- **Coordinate annotation entries**:
* * *

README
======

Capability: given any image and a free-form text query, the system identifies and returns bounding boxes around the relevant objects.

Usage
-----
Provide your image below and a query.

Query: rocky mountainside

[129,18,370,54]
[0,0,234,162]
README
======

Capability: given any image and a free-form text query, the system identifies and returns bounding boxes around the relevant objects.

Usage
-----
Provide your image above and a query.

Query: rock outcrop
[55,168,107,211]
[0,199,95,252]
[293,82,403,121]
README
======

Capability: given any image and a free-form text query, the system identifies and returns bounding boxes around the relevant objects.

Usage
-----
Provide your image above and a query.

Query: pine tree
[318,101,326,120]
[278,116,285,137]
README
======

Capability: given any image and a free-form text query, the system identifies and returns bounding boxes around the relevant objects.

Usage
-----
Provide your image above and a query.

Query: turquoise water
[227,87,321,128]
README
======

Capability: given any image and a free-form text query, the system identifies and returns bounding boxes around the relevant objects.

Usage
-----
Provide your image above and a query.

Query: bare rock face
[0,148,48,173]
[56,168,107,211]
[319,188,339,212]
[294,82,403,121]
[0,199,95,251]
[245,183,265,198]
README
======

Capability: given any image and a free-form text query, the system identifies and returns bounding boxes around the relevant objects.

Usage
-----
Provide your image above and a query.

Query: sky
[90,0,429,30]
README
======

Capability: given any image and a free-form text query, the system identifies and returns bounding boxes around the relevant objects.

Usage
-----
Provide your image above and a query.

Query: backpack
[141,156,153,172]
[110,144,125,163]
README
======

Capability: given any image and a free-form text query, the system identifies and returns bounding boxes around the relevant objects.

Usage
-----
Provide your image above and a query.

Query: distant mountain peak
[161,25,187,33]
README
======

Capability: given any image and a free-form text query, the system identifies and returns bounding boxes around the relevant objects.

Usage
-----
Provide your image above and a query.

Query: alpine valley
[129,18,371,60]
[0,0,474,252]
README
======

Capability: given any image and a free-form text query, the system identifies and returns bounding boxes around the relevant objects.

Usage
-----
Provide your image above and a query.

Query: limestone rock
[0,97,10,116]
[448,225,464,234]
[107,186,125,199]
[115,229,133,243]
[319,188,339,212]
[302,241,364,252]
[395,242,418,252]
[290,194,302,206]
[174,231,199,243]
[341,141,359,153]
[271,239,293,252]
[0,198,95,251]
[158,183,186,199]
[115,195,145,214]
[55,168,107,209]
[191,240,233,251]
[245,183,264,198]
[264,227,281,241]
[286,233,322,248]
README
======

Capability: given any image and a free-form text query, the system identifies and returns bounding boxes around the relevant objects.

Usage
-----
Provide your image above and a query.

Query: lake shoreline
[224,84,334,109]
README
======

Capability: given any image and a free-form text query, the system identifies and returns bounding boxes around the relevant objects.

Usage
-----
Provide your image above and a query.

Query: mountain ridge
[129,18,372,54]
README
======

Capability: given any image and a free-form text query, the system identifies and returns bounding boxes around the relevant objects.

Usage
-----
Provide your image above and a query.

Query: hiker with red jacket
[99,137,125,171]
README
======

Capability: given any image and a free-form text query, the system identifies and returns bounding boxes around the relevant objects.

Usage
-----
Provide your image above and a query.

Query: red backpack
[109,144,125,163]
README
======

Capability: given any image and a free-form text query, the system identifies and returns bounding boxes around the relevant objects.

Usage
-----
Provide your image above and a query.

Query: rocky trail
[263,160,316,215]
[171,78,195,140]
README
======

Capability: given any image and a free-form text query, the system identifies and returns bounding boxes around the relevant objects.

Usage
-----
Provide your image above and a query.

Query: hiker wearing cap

* * *

- **PROBLEM REQUIREMENTS**:
Please return every line in the rows above that contains the string "rocky". Matching is case-sensitive.

- **THE SOLUTION**:
Query: rocky mountainside
Query: rocky trail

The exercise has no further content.